Tasks to complete:
1. Reproduce the stretch of the forum post on obfuscating Python from "language, so why" through "why not you?".
2. Decide whether each statement agrees with the forum post on obfuscating Python. Answer yes or no and quote the words that settle it.
(a) The poster says most of those who answer in these discussions post frequently.
(b) The poster found most of the listed comments helpful.
(c) The poster grants that anything could eventually be decompiled.

Text provided:
────────────────
By using this site, you agree to our updated Privacy Policy and our Terms of Use. Manage your Cookies Settings.
455,547 Members | 1,435 Online
Bytes IT Community
+ Ask a Question
Need help? Post your question and get tips & solutions from a community of 455,547 IT Pros & Developers. It's quick & easy.

Obfuscator, EXE, etc. - a solution

P: n/a
There have been many many many many discussions about obfuscating
python. To my dismay, most who answer are those who frequently post,
and they say things such as:
1) what's the point, in theory anything could eventually be decompiled
2) python is used for mostly internal stuff anyway, cuz its a "glue"
language, so why bother
3) use licensing and a good lawyer, it's the ONLY way
4) many programmers seem comfortable releasing their java and .net and
other interpreted code products into the market, so why not you?

I found most of these comments dismissive, and sometimes quite arrogant.
Frankly, the reasons why anyone would want to protect their code is
simple and should be observed because we are all programmers: we want to
protect our hard work.

Addressing the above points:
1) Anything could eventually be decompiled.... yes that's true. In a
perfect world. Have you ever tried to decompile C code and make sense
of it? Try a large C program. Good luck, you philosophers.
────────────────
Extracted information:
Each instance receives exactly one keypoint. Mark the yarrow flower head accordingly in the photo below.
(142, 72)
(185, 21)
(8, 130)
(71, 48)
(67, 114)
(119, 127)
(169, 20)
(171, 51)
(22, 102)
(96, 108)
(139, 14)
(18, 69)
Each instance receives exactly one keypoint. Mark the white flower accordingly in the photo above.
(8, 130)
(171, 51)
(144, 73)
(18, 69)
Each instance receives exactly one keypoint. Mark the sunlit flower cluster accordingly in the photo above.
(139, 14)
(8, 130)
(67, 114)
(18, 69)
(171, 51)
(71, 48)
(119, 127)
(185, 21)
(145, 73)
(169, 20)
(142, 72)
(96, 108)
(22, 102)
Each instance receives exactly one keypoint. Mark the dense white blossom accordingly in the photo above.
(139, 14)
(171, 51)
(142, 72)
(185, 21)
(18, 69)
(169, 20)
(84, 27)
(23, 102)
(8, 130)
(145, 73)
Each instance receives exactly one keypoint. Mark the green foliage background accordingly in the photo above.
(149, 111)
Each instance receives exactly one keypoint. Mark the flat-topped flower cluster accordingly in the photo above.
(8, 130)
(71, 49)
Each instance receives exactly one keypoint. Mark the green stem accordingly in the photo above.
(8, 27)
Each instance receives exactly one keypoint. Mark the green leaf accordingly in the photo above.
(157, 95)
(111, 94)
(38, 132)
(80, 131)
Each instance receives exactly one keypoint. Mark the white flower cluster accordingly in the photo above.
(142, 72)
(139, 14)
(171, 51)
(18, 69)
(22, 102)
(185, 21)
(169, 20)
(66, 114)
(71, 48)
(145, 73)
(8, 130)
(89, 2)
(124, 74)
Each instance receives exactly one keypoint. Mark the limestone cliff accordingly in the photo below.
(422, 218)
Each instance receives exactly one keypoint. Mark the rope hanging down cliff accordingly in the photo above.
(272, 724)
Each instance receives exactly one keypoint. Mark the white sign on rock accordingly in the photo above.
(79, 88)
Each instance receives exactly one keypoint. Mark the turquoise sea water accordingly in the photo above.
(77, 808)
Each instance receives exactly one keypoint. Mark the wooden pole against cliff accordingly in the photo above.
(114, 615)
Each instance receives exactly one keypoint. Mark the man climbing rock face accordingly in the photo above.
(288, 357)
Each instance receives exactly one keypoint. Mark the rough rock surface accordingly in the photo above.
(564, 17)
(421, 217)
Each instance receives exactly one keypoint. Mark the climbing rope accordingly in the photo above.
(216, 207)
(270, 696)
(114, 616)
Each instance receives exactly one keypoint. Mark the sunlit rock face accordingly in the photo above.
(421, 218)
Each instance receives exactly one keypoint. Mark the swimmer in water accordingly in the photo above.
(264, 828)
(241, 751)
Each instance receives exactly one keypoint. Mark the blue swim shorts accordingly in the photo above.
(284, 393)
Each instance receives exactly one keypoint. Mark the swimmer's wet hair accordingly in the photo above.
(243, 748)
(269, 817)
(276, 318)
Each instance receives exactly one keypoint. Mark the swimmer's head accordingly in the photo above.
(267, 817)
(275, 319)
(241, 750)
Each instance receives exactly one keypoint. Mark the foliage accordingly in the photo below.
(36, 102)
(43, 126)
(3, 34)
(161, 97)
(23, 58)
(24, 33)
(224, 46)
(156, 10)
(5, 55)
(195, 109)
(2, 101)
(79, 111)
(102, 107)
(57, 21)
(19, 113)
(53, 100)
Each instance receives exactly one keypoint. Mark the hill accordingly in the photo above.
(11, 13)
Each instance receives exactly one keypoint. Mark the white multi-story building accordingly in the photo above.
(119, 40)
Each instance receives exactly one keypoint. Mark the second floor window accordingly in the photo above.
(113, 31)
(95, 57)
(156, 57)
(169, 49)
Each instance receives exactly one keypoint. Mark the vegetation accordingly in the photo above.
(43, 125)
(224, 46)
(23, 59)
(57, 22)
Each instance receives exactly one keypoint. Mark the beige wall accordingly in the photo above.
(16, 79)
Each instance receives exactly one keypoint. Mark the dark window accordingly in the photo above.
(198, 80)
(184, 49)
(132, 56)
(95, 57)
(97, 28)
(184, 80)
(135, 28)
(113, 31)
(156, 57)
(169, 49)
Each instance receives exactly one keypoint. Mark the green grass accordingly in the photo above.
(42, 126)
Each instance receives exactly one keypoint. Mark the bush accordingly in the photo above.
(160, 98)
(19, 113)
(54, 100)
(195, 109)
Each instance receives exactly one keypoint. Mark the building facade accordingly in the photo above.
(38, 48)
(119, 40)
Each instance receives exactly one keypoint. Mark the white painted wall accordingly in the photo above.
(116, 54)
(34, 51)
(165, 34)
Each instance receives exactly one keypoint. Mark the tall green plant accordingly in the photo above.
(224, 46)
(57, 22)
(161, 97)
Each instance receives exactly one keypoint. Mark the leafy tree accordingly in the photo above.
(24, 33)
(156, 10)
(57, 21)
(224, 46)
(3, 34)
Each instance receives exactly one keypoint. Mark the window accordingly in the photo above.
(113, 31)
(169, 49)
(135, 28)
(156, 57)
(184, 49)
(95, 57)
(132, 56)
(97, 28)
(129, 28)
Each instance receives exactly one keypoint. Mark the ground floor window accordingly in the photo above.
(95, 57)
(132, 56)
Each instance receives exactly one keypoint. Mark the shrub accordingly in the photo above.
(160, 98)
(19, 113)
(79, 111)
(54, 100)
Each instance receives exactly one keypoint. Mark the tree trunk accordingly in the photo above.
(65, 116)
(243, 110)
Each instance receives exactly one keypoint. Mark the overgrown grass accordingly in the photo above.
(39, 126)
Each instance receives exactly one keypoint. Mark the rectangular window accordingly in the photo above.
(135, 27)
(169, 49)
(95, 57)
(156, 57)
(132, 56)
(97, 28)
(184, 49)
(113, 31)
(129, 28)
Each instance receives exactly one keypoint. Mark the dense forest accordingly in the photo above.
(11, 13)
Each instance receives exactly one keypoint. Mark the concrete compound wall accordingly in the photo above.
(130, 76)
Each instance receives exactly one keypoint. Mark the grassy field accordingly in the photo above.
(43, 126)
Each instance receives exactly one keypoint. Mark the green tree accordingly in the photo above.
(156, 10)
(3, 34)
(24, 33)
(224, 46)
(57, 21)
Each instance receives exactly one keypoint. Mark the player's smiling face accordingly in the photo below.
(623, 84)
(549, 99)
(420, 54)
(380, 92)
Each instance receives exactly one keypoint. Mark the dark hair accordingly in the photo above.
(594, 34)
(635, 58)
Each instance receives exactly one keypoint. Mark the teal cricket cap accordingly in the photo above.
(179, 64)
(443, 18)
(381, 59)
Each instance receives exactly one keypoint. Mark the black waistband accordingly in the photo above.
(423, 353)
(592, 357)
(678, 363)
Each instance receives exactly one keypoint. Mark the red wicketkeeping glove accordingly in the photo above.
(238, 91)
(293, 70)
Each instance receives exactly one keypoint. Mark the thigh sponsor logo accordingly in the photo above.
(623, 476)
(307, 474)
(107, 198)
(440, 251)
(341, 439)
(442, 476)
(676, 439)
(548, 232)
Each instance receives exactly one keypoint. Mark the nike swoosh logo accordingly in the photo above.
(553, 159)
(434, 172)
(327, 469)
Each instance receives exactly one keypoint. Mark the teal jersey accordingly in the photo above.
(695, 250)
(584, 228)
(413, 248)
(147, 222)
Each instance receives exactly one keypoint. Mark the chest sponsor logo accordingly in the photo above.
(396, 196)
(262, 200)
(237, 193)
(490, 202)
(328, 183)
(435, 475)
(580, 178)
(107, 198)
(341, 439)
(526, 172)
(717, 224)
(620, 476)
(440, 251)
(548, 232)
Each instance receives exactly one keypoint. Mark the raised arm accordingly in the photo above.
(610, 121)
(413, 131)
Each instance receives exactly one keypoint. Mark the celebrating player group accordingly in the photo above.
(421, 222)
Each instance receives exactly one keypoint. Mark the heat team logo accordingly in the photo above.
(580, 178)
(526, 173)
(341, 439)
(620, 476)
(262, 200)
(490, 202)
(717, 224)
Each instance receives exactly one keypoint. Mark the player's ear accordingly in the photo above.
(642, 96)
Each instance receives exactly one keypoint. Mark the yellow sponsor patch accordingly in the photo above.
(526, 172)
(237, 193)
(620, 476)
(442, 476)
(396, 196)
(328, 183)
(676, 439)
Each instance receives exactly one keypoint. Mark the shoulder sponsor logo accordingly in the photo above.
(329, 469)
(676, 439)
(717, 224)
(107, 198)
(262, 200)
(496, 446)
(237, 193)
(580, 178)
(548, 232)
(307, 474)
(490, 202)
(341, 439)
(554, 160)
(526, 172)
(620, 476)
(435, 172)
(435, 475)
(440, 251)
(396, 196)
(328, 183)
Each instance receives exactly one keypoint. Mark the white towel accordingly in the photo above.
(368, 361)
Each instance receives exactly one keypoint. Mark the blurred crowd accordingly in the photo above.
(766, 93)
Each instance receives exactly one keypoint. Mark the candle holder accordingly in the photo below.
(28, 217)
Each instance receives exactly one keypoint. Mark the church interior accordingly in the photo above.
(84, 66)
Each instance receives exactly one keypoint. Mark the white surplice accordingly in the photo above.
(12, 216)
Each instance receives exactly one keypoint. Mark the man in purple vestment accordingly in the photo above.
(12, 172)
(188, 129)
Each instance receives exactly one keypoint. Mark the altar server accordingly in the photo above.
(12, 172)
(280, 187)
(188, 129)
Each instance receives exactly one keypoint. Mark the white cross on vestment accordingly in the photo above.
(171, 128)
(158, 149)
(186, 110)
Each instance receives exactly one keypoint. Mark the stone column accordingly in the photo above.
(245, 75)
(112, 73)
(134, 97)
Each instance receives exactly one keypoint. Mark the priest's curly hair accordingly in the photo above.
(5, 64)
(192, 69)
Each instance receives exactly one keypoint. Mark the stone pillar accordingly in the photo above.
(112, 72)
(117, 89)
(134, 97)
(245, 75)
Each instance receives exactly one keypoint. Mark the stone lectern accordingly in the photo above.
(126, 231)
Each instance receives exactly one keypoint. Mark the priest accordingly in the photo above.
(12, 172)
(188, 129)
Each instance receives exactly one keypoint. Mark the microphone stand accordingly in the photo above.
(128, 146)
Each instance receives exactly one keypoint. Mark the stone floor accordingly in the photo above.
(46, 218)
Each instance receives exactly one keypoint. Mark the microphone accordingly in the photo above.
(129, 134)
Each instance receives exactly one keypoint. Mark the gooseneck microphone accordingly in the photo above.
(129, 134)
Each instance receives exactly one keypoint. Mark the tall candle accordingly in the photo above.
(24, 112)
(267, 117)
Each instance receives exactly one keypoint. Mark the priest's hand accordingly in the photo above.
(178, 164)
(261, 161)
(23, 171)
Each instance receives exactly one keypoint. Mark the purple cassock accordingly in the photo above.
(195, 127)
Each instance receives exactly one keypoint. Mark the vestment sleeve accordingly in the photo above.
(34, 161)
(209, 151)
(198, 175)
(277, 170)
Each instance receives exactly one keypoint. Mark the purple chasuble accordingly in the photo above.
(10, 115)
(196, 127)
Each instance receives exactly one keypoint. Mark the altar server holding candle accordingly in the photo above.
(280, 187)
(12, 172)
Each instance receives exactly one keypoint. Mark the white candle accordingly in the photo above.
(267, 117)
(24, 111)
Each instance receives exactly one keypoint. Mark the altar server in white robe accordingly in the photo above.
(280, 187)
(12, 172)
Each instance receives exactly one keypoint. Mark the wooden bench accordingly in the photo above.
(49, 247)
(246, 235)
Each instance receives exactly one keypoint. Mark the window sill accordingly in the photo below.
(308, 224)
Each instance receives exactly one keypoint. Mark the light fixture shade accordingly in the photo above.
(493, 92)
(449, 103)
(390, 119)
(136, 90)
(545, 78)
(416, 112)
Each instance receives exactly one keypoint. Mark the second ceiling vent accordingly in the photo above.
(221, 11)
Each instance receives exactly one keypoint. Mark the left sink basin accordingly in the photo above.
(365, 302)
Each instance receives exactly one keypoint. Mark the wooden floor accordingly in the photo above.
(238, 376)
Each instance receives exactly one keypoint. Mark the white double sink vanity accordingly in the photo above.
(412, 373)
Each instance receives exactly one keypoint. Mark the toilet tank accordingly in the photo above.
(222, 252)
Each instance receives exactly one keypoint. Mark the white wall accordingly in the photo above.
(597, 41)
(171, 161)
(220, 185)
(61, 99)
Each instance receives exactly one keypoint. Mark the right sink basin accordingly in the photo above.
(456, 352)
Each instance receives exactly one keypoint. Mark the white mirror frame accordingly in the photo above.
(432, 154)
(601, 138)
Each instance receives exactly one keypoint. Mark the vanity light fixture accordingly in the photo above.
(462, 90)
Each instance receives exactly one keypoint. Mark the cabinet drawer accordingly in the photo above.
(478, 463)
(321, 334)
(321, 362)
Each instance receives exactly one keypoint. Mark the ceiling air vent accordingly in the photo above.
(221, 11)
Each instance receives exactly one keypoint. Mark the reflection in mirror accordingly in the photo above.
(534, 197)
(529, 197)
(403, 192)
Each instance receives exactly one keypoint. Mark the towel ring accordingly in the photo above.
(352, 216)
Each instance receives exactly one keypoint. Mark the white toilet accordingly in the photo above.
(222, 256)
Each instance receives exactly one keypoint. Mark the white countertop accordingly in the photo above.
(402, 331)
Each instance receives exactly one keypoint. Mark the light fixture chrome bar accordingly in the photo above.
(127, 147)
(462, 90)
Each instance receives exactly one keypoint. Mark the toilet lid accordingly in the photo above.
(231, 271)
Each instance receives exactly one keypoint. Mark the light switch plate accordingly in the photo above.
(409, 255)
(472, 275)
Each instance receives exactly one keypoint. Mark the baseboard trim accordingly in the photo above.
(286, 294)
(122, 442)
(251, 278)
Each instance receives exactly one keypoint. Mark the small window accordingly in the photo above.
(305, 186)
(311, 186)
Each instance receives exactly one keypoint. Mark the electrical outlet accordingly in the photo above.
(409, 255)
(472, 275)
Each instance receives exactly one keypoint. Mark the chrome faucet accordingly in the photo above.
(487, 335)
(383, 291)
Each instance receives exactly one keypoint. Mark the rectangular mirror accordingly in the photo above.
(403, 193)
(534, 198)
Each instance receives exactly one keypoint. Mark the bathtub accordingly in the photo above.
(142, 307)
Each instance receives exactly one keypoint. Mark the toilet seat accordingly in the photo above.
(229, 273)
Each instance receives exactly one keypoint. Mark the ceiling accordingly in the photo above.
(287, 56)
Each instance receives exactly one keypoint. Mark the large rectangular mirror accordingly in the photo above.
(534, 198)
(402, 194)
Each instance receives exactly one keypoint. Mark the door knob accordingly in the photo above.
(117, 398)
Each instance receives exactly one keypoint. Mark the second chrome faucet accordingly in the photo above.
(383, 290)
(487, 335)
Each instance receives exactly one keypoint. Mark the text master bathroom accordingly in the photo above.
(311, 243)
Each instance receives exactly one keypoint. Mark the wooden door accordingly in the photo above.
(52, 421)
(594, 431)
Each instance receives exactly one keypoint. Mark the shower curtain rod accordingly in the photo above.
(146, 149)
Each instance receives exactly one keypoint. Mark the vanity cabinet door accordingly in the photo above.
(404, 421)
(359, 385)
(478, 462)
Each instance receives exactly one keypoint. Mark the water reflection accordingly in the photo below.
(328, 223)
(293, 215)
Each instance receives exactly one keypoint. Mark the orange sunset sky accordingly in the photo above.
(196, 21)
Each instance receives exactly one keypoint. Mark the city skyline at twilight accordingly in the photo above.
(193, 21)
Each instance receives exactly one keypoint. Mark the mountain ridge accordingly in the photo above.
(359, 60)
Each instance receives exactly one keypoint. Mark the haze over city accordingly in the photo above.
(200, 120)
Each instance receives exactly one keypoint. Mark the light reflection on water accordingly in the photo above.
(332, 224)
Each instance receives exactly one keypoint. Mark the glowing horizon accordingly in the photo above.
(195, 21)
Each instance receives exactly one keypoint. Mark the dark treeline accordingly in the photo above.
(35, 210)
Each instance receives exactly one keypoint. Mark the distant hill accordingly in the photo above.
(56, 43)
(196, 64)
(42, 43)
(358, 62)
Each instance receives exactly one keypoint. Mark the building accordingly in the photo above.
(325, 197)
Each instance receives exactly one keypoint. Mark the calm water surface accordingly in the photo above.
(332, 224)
────────────────
Answers provided:
1.
language, so why bother
3) use licensing and a good lawyer, it's the ONLY way
4) many programmers seem comfortable releasing their java and .net and
other interpreted code products into the market, so why not you?

2.
(a) Yes: "most who answer are those who frequently post"
(b) No: "I found most of these comments dismissive, and sometimes quite arrogant."
(c) Yes: "Anything could eventually be decompiled.... yes that's true."